### Exercise passage
------------------------------

100-year-old denies being accessory to murder at Nazi camp

A 100-year-old man on trial for his alleged role as a Nazi SS guard at a concentration camp during World War II has told a German court he is innocent.
The defendant, Josef Schuetz, is charged with 3,518 counts of accessory to murder at the Sachsenhausen concentration camp near Berlin. He allegedly worked at the camp between 1942 and 1945 as an enlisted member of the Nazi Party’s paramilitary wing.
On Friday, during the second day of his trial before the Neuruppin state court, Schuetz denied the charges levelled against him and insisted that he knew nothing about what happened at the Sachsenhausen camp.
“I am innocent,” he said.
His claims of innocence sparked an outcry from co-plaintiffs.
Pointing a finger at the accused, co-plaintiff Christoffel Heijer, 84, told the court: “To Mr Schuetz, I would like to say – I can understand that you were driven by fear of the Nazis to not leave your work, but how did you sleep peacefully for so long? Have you not thought about it? Never felt guilty?”

------------------------------

### Brief 1
In the article about the Sachsenhausen trial, how many counts of accessory to murder does Josef Schuetz face?
### Brief 2
Reproduce the stretch of the Sachsenhausen trial article from "A 100-year-old man" through "the Sachsenhausen camp.".
### Brief 3
Carry on the news report about the 100-year-old's Sachsenhausen trial from where it stops.

------------------------------

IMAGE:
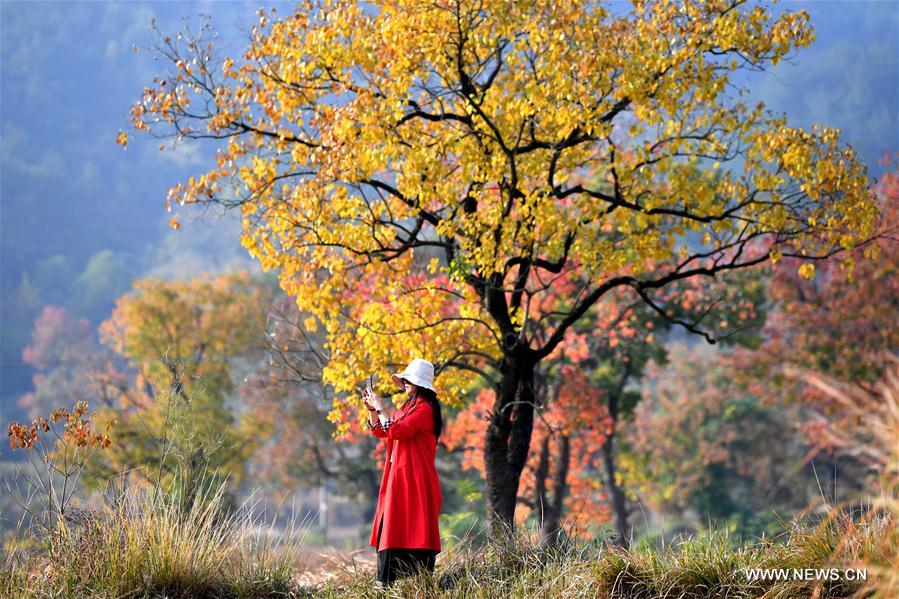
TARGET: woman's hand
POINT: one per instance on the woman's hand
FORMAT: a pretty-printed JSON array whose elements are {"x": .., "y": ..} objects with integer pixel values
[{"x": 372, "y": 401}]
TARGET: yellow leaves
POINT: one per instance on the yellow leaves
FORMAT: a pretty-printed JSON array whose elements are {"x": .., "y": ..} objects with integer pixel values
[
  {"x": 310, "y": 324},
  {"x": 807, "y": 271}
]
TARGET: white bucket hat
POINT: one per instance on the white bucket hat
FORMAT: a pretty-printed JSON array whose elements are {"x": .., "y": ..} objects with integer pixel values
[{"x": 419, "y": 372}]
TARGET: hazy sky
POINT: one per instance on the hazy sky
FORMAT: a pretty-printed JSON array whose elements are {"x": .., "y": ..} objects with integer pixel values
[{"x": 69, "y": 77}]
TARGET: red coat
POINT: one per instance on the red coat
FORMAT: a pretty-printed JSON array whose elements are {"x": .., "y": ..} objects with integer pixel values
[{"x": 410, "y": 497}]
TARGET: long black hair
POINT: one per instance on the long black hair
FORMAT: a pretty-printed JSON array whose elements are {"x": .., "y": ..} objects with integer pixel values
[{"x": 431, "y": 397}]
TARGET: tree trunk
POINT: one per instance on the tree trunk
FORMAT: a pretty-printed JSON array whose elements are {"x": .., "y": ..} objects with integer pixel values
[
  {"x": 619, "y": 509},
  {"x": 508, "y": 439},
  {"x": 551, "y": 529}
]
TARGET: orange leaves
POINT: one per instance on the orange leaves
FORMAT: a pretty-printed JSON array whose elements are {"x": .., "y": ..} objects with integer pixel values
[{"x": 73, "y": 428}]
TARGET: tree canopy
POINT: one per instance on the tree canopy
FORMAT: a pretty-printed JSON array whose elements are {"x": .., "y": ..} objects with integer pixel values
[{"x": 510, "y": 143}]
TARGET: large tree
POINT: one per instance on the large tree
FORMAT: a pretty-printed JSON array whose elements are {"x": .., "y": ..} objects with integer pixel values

------------------------------

### Response 1
3,518 counts.

### Response 2
A 100-year-old man on trial for his alleged role as a Nazi SS guard at a concentration camp during World War II has told a German court he is innocent.
The defendant, Josef Schuetz, is charged with 3,518 counts of accessory to murder at the Sachsenhausen concentration camp near Berlin. He allegedly worked at the camp between 1942 and 1945 as an enlisted member of the Nazi Party’s paramilitary wing.
On Friday, during the second day of his trial before the Neuruppin state court, Schuetz denied the charges levelled against him and insisted that he knew nothing about what happened at the Sachsenhausen camp.

### Response 3
Tens of thousands killed
More than 200,000 people were held at Sachsenhausen between 1936 and 1945.
Tens of thousands of inmates died of starvation, disease, exhaustion from forced labour and other causes, as well as through medical experiments and systematic SS extermination operations including shootings, hangings and gassing.
The exact numbers of those killed vary, with upper estimates of some 100,000, though scholars suggest figures of 40,000 to 50,000 are likely more accurate.
“The defendant knowingly and willingly aided and abetted this at least by conscientiously performing guard duty, which was seamlessly integrated into the killing system,” prosecutor Cyrill Klement told the court.
Two witnesses from France and the Netherlands also spoke in the court on Friday, telling the hearing their fathers had been killed at Sachsenhausen for having been part of the resistance against the Nazis.